> [Consigne 1]
Recopiez le passage du texte sur le calendrier des bergers, depuis « En frontispice du » jusqu'à « congnoissance des bergiers. » inclus.
> [Consigne 2]
Selon le texte sur le calendrier des bergers, à quel roi les éditions du XVIe siècle disent-elles que le Bon berger de Jean de Brie a été adressé ?

> [Texte à lire]
En frontispice du Codex d’Angers

Cy est le Compost et kalendrier des bergiers nouvellement refait autrement composé que n'estoit par avant. Ouquel sont adjoustez plusieurs nouvelletez... Et enseigne les hours, heures et minutes des lunes nouvelles, et des eclipses de souleil et de lune... Larbre des vices. Larbre des vertus et la Tour de sapience figuree... nothomye et flebothomye, leur astrologie des signes estoilles et planettes, et phiosionomye. Et plusieurs choses exquises et difficiles a cognoistre. Lequel compost et kalendrier touchant les lunes et eclipses est approprié comme doit estre pour le climatz de France au jugement et congnoissance des bergiers.


Pourquoi un tel livre ?


Version revue d’un article de Jean-Patrice Boudet paru dans Ruralités. Des terres, des dieux et des hommes. Mélanges en l’honneur de Jean Tricard, Limoges, PULIM, 2015, p. 91-102.


Dans le royaume de France des derniers siècles du Moyen Âge, bergers et bergères sont plus que jamais à la mode. Pastourelles, mystères, entrées royales et vies de saints les mettent en valeur, en liaison directe ou indirecte avec l’Évangile de Luc, 2, 8-20, qui révèle leur élection divine parmi « les hommes de bonne volonté ». Jeanne d’Arc est l’objet d’une « opération bergère », magnifiquement narrée par Colette Beaune, un demi-siècle après la composition du plus ancien manuel d’élevage des moutons conservé en langue française, le Bon berger ou Vray regime et gouvernement des bergers et bergeres de Jean de Brie, dont on ne conserve plus de manuscrit mais que les éditions du XVIe siècle présentent comme ayant été adressé au sage roi Charles V, en 1379.

(Enregistrements issus d'un jeu de données)
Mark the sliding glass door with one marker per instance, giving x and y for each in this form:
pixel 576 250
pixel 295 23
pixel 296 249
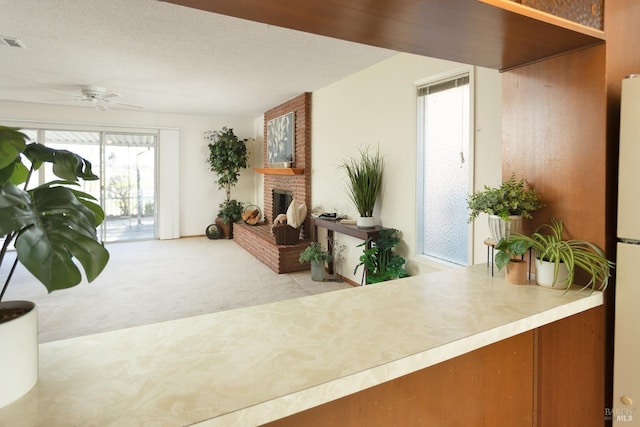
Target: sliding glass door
pixel 125 163
pixel 129 186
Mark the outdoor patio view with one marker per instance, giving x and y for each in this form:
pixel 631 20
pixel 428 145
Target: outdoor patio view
pixel 125 163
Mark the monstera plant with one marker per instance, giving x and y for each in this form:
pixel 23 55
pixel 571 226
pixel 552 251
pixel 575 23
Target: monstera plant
pixel 51 226
pixel 52 223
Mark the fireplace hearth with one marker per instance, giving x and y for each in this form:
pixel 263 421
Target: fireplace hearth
pixel 281 201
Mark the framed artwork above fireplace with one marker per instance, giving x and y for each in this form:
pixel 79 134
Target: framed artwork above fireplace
pixel 281 141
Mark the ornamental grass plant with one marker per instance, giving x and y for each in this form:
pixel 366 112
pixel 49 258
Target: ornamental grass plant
pixel 365 180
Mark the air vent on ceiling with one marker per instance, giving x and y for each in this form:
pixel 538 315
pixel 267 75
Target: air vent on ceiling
pixel 11 42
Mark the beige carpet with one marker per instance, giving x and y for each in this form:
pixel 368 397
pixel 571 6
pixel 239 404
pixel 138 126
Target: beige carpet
pixel 153 281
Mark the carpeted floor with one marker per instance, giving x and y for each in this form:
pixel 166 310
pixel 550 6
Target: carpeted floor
pixel 153 281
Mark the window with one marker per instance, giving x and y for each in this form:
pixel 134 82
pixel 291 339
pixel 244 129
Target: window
pixel 444 111
pixel 126 190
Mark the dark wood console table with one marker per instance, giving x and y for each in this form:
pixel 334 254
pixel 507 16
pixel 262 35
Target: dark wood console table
pixel 346 229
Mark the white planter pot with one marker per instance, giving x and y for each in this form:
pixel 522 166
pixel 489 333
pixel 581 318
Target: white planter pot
pixel 365 222
pixel 500 228
pixel 544 274
pixel 19 353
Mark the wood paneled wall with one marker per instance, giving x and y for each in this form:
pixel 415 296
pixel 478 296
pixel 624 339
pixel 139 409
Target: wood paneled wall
pixel 554 135
pixel 561 129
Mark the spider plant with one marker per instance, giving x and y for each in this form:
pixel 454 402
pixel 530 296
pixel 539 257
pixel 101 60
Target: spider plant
pixel 548 244
pixel 365 179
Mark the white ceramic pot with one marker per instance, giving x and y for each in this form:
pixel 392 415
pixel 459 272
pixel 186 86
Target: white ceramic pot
pixel 500 228
pixel 544 274
pixel 365 222
pixel 18 353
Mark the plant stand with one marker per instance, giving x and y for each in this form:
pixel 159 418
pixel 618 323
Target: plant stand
pixel 517 272
pixel 346 229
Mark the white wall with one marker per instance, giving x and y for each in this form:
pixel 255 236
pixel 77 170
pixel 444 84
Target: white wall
pixel 377 107
pixel 199 196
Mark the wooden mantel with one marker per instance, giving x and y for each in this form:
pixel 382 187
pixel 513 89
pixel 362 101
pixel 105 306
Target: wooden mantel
pixel 280 171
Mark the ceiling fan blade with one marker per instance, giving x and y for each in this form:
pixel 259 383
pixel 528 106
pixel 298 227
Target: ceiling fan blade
pixel 139 107
pixel 110 95
pixel 77 95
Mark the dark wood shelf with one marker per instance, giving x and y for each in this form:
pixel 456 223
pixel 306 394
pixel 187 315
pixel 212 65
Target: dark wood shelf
pixel 280 171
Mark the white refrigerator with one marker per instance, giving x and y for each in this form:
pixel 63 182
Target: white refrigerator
pixel 626 377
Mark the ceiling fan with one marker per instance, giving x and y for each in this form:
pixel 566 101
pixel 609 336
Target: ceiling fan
pixel 97 96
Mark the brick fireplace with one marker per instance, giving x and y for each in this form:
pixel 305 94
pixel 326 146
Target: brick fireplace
pixel 288 183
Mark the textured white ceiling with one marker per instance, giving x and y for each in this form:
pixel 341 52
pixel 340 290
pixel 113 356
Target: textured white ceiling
pixel 164 57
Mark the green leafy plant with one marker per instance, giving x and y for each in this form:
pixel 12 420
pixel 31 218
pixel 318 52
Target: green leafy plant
pixel 365 180
pixel 381 262
pixel 548 244
pixel 314 252
pixel 227 156
pixel 509 250
pixel 53 223
pixel 231 211
pixel 513 197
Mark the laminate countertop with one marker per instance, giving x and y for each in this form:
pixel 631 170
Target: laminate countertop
pixel 254 365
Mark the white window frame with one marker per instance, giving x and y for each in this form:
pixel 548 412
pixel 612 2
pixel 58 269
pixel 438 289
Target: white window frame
pixel 434 79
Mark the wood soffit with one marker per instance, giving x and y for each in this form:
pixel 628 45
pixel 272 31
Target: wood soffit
pixel 498 34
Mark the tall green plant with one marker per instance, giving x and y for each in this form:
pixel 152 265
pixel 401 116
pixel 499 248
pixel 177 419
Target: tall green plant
pixel 365 180
pixel 380 261
pixel 513 197
pixel 227 156
pixel 50 224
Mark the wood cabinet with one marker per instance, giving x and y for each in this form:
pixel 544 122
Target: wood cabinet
pixel 497 385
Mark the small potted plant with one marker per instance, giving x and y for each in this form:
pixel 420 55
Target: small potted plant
pixel 318 257
pixel 380 260
pixel 510 255
pixel 365 182
pixel 506 206
pixel 51 226
pixel 557 259
pixel 227 156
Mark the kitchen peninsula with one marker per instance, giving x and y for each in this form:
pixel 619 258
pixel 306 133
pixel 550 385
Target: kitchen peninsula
pixel 258 364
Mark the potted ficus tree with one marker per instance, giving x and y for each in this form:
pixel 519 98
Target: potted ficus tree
pixel 227 156
pixel 506 205
pixel 365 182
pixel 317 257
pixel 50 225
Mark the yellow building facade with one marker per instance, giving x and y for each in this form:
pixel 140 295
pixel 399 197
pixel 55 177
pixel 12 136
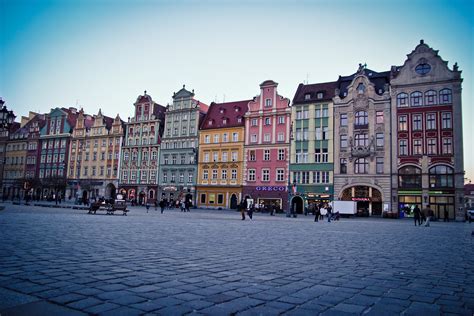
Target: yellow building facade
pixel 221 155
pixel 94 159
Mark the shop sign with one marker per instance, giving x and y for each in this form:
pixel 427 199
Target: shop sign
pixel 361 199
pixel 271 188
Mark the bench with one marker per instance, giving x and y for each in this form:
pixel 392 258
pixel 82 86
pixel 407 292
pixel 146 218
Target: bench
pixel 109 208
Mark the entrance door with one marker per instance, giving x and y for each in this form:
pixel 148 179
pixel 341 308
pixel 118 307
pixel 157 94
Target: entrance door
pixel 297 205
pixel 233 202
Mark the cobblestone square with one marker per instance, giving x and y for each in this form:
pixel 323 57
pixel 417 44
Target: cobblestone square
pixel 64 261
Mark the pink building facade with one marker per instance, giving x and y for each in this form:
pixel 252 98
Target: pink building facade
pixel 267 144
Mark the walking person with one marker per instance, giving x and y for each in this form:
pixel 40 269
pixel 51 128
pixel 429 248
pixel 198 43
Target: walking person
pixel 428 212
pixel 417 215
pixel 242 208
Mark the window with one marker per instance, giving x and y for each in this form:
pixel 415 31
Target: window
pixel 379 165
pixel 445 96
pixel 266 154
pixel 343 140
pixel 417 147
pixel 343 119
pixel 361 118
pixel 343 165
pixel 281 154
pixel 281 137
pixel 446 120
pixel 252 155
pixel 402 123
pixel 409 177
pixel 361 165
pixel 402 147
pixel 431 146
pixel 280 175
pixel 379 139
pixel 251 175
pixel 417 125
pixel 416 98
pixel 430 121
pixel 361 140
pixel 423 68
pixel 430 97
pixel 402 99
pixel 441 177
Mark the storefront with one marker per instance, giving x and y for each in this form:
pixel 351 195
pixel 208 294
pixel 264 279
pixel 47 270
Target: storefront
pixel 267 196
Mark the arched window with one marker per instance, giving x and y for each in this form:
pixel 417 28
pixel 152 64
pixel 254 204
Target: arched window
pixel 402 99
pixel 416 98
pixel 409 177
pixel 441 177
pixel 430 97
pixel 361 118
pixel 361 166
pixel 445 96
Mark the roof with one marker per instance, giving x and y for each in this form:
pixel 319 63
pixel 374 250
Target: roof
pixel 326 88
pixel 379 79
pixel 230 111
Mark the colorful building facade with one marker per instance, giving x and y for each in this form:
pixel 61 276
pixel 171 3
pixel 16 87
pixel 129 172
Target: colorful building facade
pixel 362 147
pixel 312 155
pixel 221 155
pixel 428 139
pixel 179 147
pixel 54 141
pixel 95 147
pixel 140 155
pixel 267 142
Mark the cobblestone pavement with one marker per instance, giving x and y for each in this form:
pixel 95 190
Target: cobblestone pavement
pixel 65 262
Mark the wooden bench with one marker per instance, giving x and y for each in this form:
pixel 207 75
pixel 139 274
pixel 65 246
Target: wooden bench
pixel 108 207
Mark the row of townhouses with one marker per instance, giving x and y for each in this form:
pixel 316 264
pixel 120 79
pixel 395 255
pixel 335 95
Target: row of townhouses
pixel 388 140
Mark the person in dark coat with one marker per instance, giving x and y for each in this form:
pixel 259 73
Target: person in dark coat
pixel 417 215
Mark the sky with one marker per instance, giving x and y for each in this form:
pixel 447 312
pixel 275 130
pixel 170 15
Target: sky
pixel 104 53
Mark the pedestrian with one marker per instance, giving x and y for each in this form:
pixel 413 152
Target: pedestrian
pixel 417 215
pixel 428 212
pixel 251 210
pixel 242 208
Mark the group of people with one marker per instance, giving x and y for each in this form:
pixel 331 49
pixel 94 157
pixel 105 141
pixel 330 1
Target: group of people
pixel 319 210
pixel 423 216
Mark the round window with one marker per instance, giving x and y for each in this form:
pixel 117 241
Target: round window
pixel 423 69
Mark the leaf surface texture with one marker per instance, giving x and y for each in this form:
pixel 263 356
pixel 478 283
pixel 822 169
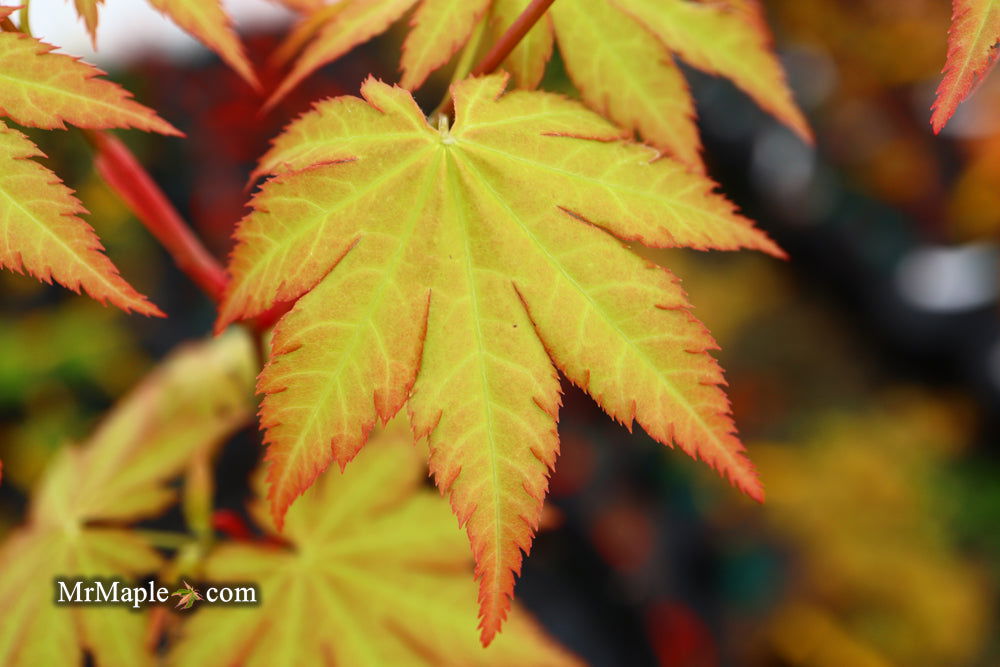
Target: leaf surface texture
pixel 457 269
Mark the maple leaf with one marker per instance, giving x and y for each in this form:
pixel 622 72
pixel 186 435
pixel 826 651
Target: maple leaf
pixel 618 53
pixel 440 28
pixel 47 90
pixel 375 561
pixel 467 264
pixel 198 397
pixel 44 235
pixel 38 214
pixel 727 38
pixel 188 596
pixel 623 71
pixel 973 49
pixel 526 63
pixel 208 22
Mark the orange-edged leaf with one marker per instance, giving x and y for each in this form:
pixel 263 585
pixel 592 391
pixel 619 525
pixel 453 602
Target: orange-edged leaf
pixel 209 23
pixel 43 235
pixel 973 49
pixel 44 89
pixel 727 38
pixel 471 262
pixel 355 24
pixel 440 28
pixel 624 72
pixel 526 63
pixel 376 563
pixel 87 10
pixel 78 512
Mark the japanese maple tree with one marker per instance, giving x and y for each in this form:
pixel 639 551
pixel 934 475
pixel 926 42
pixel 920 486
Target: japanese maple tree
pixel 436 270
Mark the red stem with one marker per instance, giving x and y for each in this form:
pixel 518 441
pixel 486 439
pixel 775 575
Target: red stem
pixel 510 39
pixel 132 182
pixel 507 43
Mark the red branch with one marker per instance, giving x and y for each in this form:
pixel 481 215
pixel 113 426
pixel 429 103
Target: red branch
pixel 510 39
pixel 122 171
pixel 132 182
pixel 507 43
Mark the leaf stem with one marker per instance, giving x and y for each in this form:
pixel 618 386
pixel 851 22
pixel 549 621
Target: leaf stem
pixel 510 39
pixel 507 43
pixel 25 22
pixel 126 176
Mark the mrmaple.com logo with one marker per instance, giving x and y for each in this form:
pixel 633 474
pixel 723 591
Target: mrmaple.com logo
pixel 117 592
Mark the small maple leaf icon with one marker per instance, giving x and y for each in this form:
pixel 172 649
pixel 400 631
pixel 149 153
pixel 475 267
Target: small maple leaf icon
pixel 188 596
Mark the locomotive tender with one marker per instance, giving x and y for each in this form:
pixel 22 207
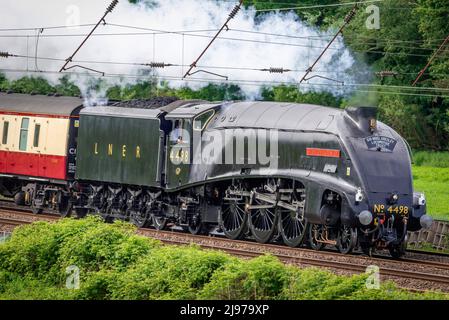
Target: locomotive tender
pixel 265 170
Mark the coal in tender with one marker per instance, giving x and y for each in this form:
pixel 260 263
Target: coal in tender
pixel 153 103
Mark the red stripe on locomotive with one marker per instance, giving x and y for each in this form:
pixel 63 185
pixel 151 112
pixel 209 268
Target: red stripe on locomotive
pixel 327 153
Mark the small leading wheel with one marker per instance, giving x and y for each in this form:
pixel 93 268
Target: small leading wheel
pixel 160 223
pixel 137 218
pixel 66 208
pixel 233 219
pixel 347 239
pixel 35 209
pixel 196 226
pixel 367 249
pixel 292 226
pixel 315 234
pixel 262 223
pixel 397 250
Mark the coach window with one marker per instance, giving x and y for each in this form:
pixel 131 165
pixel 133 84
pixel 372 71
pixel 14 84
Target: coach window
pixel 5 132
pixel 202 120
pixel 24 134
pixel 176 134
pixel 37 131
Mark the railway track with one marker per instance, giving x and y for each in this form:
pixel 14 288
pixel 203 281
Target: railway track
pixel 425 274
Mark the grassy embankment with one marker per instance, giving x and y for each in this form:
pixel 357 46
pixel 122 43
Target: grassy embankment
pixel 431 176
pixel 114 263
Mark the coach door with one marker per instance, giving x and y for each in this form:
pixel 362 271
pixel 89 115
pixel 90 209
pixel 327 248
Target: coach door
pixel 179 154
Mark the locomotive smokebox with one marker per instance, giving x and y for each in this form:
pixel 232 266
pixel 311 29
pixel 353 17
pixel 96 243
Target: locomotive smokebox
pixel 365 118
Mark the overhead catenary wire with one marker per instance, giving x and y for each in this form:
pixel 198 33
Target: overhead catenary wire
pixel 162 65
pixel 225 25
pixel 375 88
pixel 319 6
pixel 109 9
pixel 431 60
pixel 348 19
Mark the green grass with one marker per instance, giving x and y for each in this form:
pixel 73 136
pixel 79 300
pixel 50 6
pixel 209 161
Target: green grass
pixel 431 159
pixel 114 263
pixel 434 182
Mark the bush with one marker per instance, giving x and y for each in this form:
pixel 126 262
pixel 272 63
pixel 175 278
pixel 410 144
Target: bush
pixel 431 159
pixel 257 279
pixel 114 263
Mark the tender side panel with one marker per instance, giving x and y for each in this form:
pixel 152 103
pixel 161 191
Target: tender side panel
pixel 33 145
pixel 119 150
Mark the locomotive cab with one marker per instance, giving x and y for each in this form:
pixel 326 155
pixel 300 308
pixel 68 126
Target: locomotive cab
pixel 386 204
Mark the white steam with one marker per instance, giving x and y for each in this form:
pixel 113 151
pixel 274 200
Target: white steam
pixel 297 51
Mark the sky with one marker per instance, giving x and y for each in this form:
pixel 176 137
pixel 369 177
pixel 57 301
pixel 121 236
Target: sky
pixel 278 40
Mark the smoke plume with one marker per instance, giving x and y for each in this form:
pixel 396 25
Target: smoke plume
pixel 259 48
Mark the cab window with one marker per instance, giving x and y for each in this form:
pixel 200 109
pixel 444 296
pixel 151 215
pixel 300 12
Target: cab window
pixel 180 132
pixel 37 131
pixel 5 132
pixel 201 121
pixel 24 134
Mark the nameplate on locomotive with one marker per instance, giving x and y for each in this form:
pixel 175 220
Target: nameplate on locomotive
pixel 380 143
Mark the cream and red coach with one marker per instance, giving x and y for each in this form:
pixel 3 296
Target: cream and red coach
pixel 38 145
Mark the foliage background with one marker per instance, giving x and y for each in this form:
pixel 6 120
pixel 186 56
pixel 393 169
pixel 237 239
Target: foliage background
pixel 114 263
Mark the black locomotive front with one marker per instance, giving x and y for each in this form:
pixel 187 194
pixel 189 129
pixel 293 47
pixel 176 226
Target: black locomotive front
pixel 386 206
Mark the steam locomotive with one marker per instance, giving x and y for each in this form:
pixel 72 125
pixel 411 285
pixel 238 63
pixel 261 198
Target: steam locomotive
pixel 267 171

> [Réponse finale 1]
En frontispice du Codex d’Angers

Cy est le Compost et kalendrier des bergiers nouvellement refait autrement composé que n'estoit par avant. Ouquel sont adjoustez plusieurs nouvelletez... Et enseigne les hours, heures et minutes des lunes nouvelles, et des eclipses de souleil et de lune... Larbre des vices. Larbre des vertus et la Tour de sapience figuree... nothomye et flebothomye, leur astrologie des signes estoilles et planettes, et phiosionomye. Et plusieurs choses exquises et difficiles a cognoistre. Lequel compost et kalendrier touchant les lunes et eclipses est approprié comme doit estre pour le climatz de France au jugement et congnoissance des bergiers.

> [Réponse finale 2]
Au sage roi Charles V.